Page excerpt:

Semiconductor-Industry Big-Data Workloads with EUV Lithography Analytics
Each EUV scanner at TSMC outputs up to 5 terabytes of data daily, requiring on-site analytics clusters with sub-10-millisecond latency. Fab 18 in Tainan already houses Tier 4 nodes, and Foxconn with NVIDIA is building a 10,000-GPU AI factory supercomputer to aid advanced process R&D. The semiconductor sector’s demand concentrates capacity in Hsinchu, Taichung, and Tainan and contributes 1.9 percentage points to market growth.
Restraints Impact Analysis
| Restraint | (~) % Impact on CAGR Forecast | Geographic Relevance | Impact Timeline |
|---|---|---|---|
| High Seismic Risk Elevating Construction Cost and Insurance Premia | -1.4% | Taipei, Hsinchu, Taichung | Long term (≥ 4 years) |
| Delayed Grid-Connection Approvals in Northern Hotspots | -1.1% | Taipei, New Taipei City, northern Taoyuan | Short term (≤ 2 years) |
| Scarcity of Experienced Bilingual Data Center Operations and Maintenance Workforce | -0.7% | National (most acute in Taipei and Hsinchu) | Medium term (2-4 years) |
| Intensifying Power-Rationing Risk Amid Aggressive Chip-Fab Expansion | -1.3% | Tainan, Hsinchu, Taichung | Medium term (2-4 years) |
| Source: Mordor Intelligence | |||
High Seismic Risk Elevating Construction Cost and Insurance Premia
Taiwan’s location on the Pacific Ring of Fire requires data centers to install base-isolation platforms and dual-feed substations, raising Tier 4 build costs by up to 40%. The April 3, 2024, quake cost TSMC USD 92.44 million, while catastrophe models project a modern Chi-Chi event could trigger USD 12 billion in insured losses.[3]AIR Worldwide, “Taiwan Earthquake Catastrophe Model,” air-worldwide.comAnnual insurance premiums exceed 2% of insured value in high-risk zones, trimming 1.4 percentage points from forecast CAGR.
Delayed Grid-Connection Approvals in Northern Hotspots
Taipower’s transformer shortages and a 2025 moratorium on new 5 MW-plus connections north of Taoyuan extend commissioning schedules by six to twelve months. Chunghwa Telecom and Vantage redirected builds to Taoyuan, while four new 161 kV substations, due 2025-2027, aim to ease congestion. Stop-gap diesel generation raises CAPEX and knocks 1.1 percentage points off short-term growth.

Listed records:

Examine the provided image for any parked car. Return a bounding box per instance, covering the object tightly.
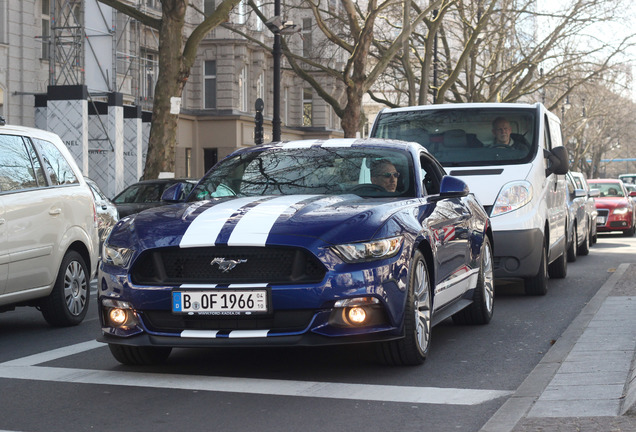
[587,179,636,237]
[565,173,596,262]
[84,177,119,253]
[570,171,600,247]
[371,103,568,295]
[98,139,494,364]
[112,178,197,218]
[624,183,636,202]
[0,120,99,326]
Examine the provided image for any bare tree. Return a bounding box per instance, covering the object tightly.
[99,0,240,179]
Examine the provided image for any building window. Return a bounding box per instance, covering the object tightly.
[185,148,192,177]
[234,0,247,24]
[203,60,216,108]
[303,89,313,126]
[302,18,313,57]
[41,0,51,60]
[239,66,249,112]
[0,0,8,43]
[203,0,216,16]
[282,87,289,125]
[256,72,265,114]
[141,52,159,101]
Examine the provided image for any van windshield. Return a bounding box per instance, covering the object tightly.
[373,108,538,166]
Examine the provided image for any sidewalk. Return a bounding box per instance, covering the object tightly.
[481,264,636,432]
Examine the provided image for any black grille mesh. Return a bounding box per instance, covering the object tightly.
[131,246,326,285]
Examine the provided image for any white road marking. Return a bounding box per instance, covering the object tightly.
[0,341,513,405]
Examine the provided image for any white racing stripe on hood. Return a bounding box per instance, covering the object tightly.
[227,195,316,246]
[179,197,263,247]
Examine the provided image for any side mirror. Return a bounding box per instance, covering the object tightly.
[439,175,470,198]
[161,183,183,203]
[543,146,570,177]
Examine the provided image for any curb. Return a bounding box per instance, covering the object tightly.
[480,263,636,432]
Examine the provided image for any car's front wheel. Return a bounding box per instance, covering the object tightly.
[39,250,90,327]
[108,344,172,366]
[380,251,433,365]
[453,237,495,324]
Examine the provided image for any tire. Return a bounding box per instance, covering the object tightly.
[567,225,579,262]
[453,237,495,325]
[39,250,90,327]
[379,251,433,366]
[576,231,592,256]
[548,251,568,279]
[524,240,548,295]
[108,344,172,366]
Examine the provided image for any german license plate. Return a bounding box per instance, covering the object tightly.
[172,289,269,315]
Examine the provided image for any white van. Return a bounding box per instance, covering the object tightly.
[371,103,568,295]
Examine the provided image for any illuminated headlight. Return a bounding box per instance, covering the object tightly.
[102,299,139,329]
[491,181,532,216]
[102,243,135,268]
[329,297,385,327]
[333,236,403,263]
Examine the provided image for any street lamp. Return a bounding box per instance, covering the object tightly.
[265,4,300,141]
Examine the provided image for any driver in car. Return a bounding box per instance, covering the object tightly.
[371,159,400,192]
[492,117,528,151]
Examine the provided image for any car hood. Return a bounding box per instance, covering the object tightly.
[109,195,416,250]
[594,197,630,208]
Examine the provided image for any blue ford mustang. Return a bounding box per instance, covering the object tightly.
[98,139,494,365]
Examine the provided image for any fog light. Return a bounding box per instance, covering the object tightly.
[108,308,128,327]
[348,306,367,324]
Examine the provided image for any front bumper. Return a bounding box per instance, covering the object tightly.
[493,228,543,279]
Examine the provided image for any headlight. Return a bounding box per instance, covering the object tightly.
[333,236,403,263]
[102,243,135,268]
[490,181,532,216]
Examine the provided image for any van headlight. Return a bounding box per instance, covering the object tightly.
[102,243,135,268]
[490,181,532,216]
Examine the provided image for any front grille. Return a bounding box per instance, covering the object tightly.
[130,246,326,285]
[141,310,314,332]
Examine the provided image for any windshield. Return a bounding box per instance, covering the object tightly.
[374,108,537,166]
[189,146,414,201]
[588,182,625,197]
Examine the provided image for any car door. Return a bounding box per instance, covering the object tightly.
[420,153,471,309]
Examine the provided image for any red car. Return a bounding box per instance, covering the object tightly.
[587,179,636,237]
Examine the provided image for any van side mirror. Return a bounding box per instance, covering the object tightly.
[543,146,570,177]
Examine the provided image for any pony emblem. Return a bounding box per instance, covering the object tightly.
[210,258,247,273]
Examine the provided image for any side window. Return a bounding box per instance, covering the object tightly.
[0,135,46,192]
[420,155,443,195]
[34,139,79,186]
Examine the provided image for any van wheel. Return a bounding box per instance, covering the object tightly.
[548,251,568,279]
[524,240,548,295]
[568,225,579,262]
[108,344,172,366]
[39,250,90,327]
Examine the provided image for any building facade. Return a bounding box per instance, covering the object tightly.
[0,0,342,196]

To be done:
1 > List the four restraints named in the impact table of the excerpt on Taiwan's data center market.
2 > Continue the excerpt on Taiwan's data center market, starting after its final sentence.

Expected outputs:
1 >
High Seismic Risk Elevating Construction Cost and Insurance Premia
Delayed Grid-Connection Approvals in Northern Hotspots
Scarcity of Experienced Bilingual Data Center Operations and Maintenance Workforce
Intensifying Power-Rationing Risk Amid Aggressive Chip-Fab Expansion

2 >
Segment Analysis
By Data Center Size: Medium Facilities Anchor Emerging Edge Architectures
Medium facilities captured rising interest as semiconductor fabs and banks require 5-15 MW edge nodes near production lines and trading engines. The Taiwan data center market size for medium facilities is projected to climb at a 10.12% CAGR, surpassing the overall trajectory as firms favor faster build cycles and lower capital intensity. Large campuses still held 57.42% share in 2025, reflecting AWS Taipei and Google Changhua footprints, but grid caps in Taipei channel new megawatts toward modular 10 MW blocks in Taoyuan and southern parks.
Medium-sized sites also benefit from Taiwan FSC rules that mandate disaster recovery centers more than 50 km from primary locations, stimulating dual-site strategies among banks. In contrast, hyperscale self-builds, though fewer in count, drive the largest absolute capacity additions and lock in power at contract pricing. Small sites under 2 MW focus on content delivery network caches and telecom edge functions, but face margin compression as wholesale rates fall.
Note: Segment shares of all individual segments available upon report purchase
By Tier Type: Regulatory Mandates Propel Tier 4 Uptake
Tier 4 deployments are forecast to outpace the Taiwan data center market at a 10.32% CAGR, underpinned by BFSI recovery-time mandates and seismic resilience requirements. Tier 3 retains the majority position at 56.52% of 2025 capacity yet grows more slowly as hyperscalers mix custom redundancy with proprietary cooling.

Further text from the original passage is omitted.